- LESETEXT:
++++++++

Die GT3-Europameisterschaft hat vor zwei Wochen in Jarama – wo sie ausnahmsweise mal aus dem Schatten der GT1 heraustreten konnte – zwei sehr sehenswerte Rennen abgeliefert. Im ersten Lauf stürmte zunächst Albert von Thurn und Taxis vorn davon, nach dem Fahrerwechsel konnte sein Co-Pilot Sanna jedoch den Vorsprung nicht halten. In der engen Farina-Haarnadel drehte Corvette-Pilot Hohenadel ihn schließlich durch eine leichte Berührung um – in diese Kurve hinein hatte Sanna stets die Tür ein wenig offen gelassen.
Aber Hohenadel konnte den ersten Platz nicht ins Ziel bringen, anderthalb Runden vorher begann die Benzinpumpe zu schwächeln. So erbten Kenneth Heyer und Bernd Herndlhofer einen überraschenden Sieg, nachdem sie in ihrem Rosberg-Audi R8 nur vom 15. Startplatz aus losgefahren waren – die ersten Punkte für beide und dann gleich die vollen 25.
Im zweiten Rennen konnte erstmals der in diesem Jahr neue BMW Z4-GT3 einen Sieg einfahren: Claudia Hürtgen kam bis zu ihrem Boxenstopp nicht am starken Konkurrenten Marco Holzer (jüngst Dritter in der GT2 in Le Mans geworden) im Prospeed-Porsche vorbei, erst ihr ungarischer Mitstreiter Csaba Walter gelang dies, er fuhr in der ersten Kurve um Paul von Splunteren herum, der dem nichts entgegen zu setzen hatte.
Überraschend stark (teilweise natürlich auch von Patzern der Konkurrenz profitierend) war der einzige Ford GT im Feld: das Fischer Racing-Auto mit Christoffer Nygaard und Mikko Eskelinen errang die Plätze 6 und 7. Die „Strafe“ dafür folgte nun allerdings in dieser Woche: im Zuge der nach jeder Runde korrigierten Balance of Performance lädt man diesem Ford GT – wie gesagt: der einzige in der Serie – gleich 70kg an Zusatzgewicht auf – dauerhaft, wohlgemerkt, nicht als Platzierungsgewicht.
Die Brünn-Doppelsieger Lambotte/Parisy dagegen konnten nur einen Punkt holen, und zwar mit dem zehnten Rang im ersten Lauf, der im Gesamtklassement Zweitplatzierte Philip Geipel ging ganz leer aus.

++++++++

- DATENAUSZUG:
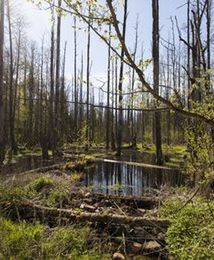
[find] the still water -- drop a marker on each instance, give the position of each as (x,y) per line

++++++++

- ZU BEARBEITENDE AUFGABEN:
A – Von welchem Startplatz aus sind Kenneth Heyer und Bernd Herndlhofer laut dem Bericht über die GT3-Europameisterschaft in Jarama im ersten Lauf gestartet?
B – Setzen Sie den Bericht über die GT3-Europameisterschaft in Jarama im Anschluss an seinen letzten Satz fort.

- ERGEBNISSE JE AUFGABE:
A – Vom 15. Startplatz.

B –
Nun geht es mit folgendem Meisterschaftsstand – zur Saisonhalbzeit wohlgemerkt – zum nächsten Lauf nach Le Castellet:
- Keilwitz / Hohenadel (Corvette) – 88
- Geipel (Porsche) – 57
- Parisy/Lambotte (Corvette) – 51
- Walter / Hürtgen (BMW) – 44
- von Thurn und Taxis (Lamborghini) – 42
Aufgrund der Konstanz der beiden deutschen Corvette-Piloten scheint es also recht klar an der Spitze – mehr als ein Saisonsieg Abstand zur Saisonmitte sind zunächst eine sichere Bank. Sollte natürlich mal ein wirklicher Ausfall Keilwitz und Hohenadel ereilen (in Jarama war es ja mit der Benzinpumpe fast so weit), kann der schnell kleiner werden.
Außerdem bürdet die FIA den in dieser Saison bisher tatsächlich am stärksten erscheinenden Corvetten für die kommenden Rennen ganze 100kg an BoP-Ballast auf und verkleinert die Restriktoren ein weiteres Mal.
Mit Keilweitz und Hohenadel sollte man trotzdem immer rechnen, wer aber jetzt in Jarama der Stärkste sein wird, ist – wie immer in den GT3-Serien mit dem breiten und durch die Balance of Performance stets nachregulierten Feld – sehr schwer zu sagen. Außerdem steht mit Paul Ricard wieder ein neuer Typus Kurs an: lange Geraden und eine Reihe eher langsamerer Kurven.
Einschalten lohnt sich immer: am Samstag live ab 14:30 auf MotorsTV und im offiziellen Live-Stream (Finish ist also vor dem Deutschland-Argentinien-Match!) sowie am Sonntag um 17 Uhr als Aufzeichnung (leider gibt MotorsTV den Motocross-Serien Vorrang), allerdings live im Stream um ab 11 Uhr.
Noch eine Neuigkeit am Rande: das GT3-Konzept erfreut sich auch über Europa hinaus immer größerer Beliebtheit: ab dem kommenden Jahr führt auch die japanische Super Taikyu-Serie eine GT3-Kategorie ein. Diese Rennserie lässt sich am ehesten mit der deutschen VLN-Langstreckenmeisterschaft vergleichen, es fahren mehrere Rennklasse (Touren- und Sportwagen) mit einem Mix aus Profis und Amateuren am Steuer Rennen von mehreren Stunden Länge auf verschiedenen japanischen Kursen (darunter übrigens auch das Oval von Motegi!)
Die Speedweek stellt die (plausible) Vermutung in den Raum, dass Organisator Ratel damit auch japanische Hersteller für die GT3 begeistern möchte. Deren Fahrzeuge fehlen nämlich bisher noch gänzlich in der GT3-Homologations-Liste.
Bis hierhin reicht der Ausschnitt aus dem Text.